PROBLEM TO SOLVE.
Reproduce each of the following entries line for line, changing nothing.
- - - - -
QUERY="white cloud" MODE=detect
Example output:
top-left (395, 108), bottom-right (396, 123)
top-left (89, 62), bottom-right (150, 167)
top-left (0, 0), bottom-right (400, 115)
- - - - -
THE ANSWER.
QUERY="white cloud" MODE=detect
Example output:
top-left (395, 108), bottom-right (396, 123)
top-left (89, 62), bottom-right (150, 167)
top-left (0, 0), bottom-right (400, 115)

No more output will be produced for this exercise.